**Given records:**
================================

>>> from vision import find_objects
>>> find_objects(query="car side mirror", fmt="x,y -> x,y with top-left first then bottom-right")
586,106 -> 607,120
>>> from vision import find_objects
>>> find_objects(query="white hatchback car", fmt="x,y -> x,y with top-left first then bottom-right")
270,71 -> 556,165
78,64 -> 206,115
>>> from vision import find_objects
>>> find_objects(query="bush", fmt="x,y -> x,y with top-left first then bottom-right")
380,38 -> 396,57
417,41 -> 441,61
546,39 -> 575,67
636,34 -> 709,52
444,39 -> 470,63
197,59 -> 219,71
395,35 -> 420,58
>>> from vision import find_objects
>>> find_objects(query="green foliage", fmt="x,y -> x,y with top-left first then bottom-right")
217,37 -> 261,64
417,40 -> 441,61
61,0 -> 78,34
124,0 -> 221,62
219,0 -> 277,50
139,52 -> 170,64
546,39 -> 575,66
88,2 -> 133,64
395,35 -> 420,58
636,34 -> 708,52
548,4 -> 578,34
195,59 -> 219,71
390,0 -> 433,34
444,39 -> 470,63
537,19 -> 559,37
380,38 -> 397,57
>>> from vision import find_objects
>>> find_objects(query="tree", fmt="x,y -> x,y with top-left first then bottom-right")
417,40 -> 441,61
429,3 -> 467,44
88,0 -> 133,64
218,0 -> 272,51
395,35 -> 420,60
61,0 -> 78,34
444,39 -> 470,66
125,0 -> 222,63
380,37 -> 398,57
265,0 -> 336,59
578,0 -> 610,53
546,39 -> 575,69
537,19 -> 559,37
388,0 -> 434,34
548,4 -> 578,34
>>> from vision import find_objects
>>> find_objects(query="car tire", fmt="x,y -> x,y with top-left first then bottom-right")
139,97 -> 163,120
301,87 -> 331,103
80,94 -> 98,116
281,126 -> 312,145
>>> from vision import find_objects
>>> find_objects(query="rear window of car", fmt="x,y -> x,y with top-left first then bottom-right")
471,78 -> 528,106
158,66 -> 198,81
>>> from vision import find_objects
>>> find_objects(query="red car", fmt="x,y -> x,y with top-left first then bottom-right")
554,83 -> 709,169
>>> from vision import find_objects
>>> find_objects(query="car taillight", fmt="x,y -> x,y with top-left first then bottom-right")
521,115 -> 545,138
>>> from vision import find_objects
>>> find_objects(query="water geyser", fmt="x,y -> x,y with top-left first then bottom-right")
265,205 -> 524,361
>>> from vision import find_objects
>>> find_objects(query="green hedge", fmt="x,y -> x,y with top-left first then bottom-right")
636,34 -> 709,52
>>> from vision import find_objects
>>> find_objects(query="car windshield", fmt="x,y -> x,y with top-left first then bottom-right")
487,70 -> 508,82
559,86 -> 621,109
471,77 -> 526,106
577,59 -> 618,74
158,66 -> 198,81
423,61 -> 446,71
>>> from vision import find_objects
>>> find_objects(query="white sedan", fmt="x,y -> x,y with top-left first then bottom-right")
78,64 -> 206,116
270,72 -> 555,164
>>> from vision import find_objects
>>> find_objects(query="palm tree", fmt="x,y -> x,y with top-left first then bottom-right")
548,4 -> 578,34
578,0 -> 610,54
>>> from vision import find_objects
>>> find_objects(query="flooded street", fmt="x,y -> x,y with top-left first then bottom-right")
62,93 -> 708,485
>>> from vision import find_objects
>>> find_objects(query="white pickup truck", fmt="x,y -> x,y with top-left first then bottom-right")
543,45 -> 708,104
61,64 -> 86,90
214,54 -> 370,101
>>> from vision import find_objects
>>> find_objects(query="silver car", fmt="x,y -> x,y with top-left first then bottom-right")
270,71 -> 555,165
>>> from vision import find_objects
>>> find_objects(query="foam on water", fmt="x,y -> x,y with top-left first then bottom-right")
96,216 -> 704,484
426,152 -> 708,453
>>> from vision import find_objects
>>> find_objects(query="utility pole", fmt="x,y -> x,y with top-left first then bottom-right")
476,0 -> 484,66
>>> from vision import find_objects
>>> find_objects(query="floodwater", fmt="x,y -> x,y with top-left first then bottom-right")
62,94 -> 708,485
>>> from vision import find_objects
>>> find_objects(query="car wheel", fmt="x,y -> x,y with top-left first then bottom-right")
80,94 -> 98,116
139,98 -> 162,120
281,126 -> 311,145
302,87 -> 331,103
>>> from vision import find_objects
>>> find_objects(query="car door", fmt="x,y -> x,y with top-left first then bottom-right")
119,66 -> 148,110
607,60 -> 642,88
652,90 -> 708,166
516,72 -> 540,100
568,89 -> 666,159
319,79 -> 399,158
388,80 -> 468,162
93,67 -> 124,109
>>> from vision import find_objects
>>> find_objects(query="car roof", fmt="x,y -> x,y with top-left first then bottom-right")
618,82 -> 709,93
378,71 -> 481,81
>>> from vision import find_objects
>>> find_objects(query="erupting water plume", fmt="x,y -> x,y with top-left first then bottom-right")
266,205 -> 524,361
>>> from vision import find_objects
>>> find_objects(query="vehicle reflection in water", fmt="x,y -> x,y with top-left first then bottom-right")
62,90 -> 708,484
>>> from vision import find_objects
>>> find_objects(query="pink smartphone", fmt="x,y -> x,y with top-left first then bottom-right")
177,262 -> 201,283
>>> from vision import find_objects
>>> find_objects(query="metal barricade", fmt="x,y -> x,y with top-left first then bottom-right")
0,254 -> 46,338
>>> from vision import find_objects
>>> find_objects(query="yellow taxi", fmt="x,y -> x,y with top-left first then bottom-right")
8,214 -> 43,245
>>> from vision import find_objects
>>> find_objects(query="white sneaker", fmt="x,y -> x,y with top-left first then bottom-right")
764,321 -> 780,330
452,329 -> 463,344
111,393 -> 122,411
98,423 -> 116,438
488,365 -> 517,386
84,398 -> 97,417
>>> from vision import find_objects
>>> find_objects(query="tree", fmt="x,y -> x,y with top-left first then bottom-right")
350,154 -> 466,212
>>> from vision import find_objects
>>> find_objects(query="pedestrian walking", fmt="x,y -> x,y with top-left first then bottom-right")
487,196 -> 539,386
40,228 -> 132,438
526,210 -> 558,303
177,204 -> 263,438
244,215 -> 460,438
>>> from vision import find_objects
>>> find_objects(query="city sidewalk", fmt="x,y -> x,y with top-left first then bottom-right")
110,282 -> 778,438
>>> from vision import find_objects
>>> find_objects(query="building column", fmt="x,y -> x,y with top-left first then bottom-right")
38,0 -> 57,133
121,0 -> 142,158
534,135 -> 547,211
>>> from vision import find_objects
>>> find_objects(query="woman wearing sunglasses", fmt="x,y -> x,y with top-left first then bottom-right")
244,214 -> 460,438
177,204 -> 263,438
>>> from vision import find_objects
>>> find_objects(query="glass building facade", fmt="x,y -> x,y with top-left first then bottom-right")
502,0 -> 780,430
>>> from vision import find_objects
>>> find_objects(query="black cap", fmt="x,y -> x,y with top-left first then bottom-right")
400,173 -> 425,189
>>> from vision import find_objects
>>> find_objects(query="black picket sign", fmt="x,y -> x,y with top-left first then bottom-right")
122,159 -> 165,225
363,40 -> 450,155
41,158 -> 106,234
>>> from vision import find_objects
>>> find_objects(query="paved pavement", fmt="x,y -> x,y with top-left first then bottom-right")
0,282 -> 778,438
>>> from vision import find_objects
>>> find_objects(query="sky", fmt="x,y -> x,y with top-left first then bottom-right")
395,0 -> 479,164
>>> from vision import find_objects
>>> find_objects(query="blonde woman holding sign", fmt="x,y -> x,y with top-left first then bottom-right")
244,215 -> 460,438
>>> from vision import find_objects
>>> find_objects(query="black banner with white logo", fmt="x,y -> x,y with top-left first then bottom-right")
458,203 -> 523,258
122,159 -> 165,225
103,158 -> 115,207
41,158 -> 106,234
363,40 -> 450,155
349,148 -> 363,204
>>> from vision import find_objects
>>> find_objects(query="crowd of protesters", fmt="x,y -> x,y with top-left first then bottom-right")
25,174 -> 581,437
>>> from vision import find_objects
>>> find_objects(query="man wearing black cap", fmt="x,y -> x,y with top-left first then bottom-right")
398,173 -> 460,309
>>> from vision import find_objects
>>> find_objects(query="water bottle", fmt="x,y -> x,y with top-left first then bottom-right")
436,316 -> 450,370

================================

**Required task:**
Print the items exactly as they appear, from the start of the items up to and including the line containing "78,64 -> 206,115".

**Expected answer:**
>>> from vision import find_objects
>>> find_objects(query="car side mirror", fmt="x,y -> x,y with top-left first then bottom-right")
586,106 -> 607,120
>>> from vision import find_objects
>>> find_objects(query="white hatchback car", fmt="x,y -> x,y with top-left first then bottom-right")
270,71 -> 556,165
78,64 -> 206,115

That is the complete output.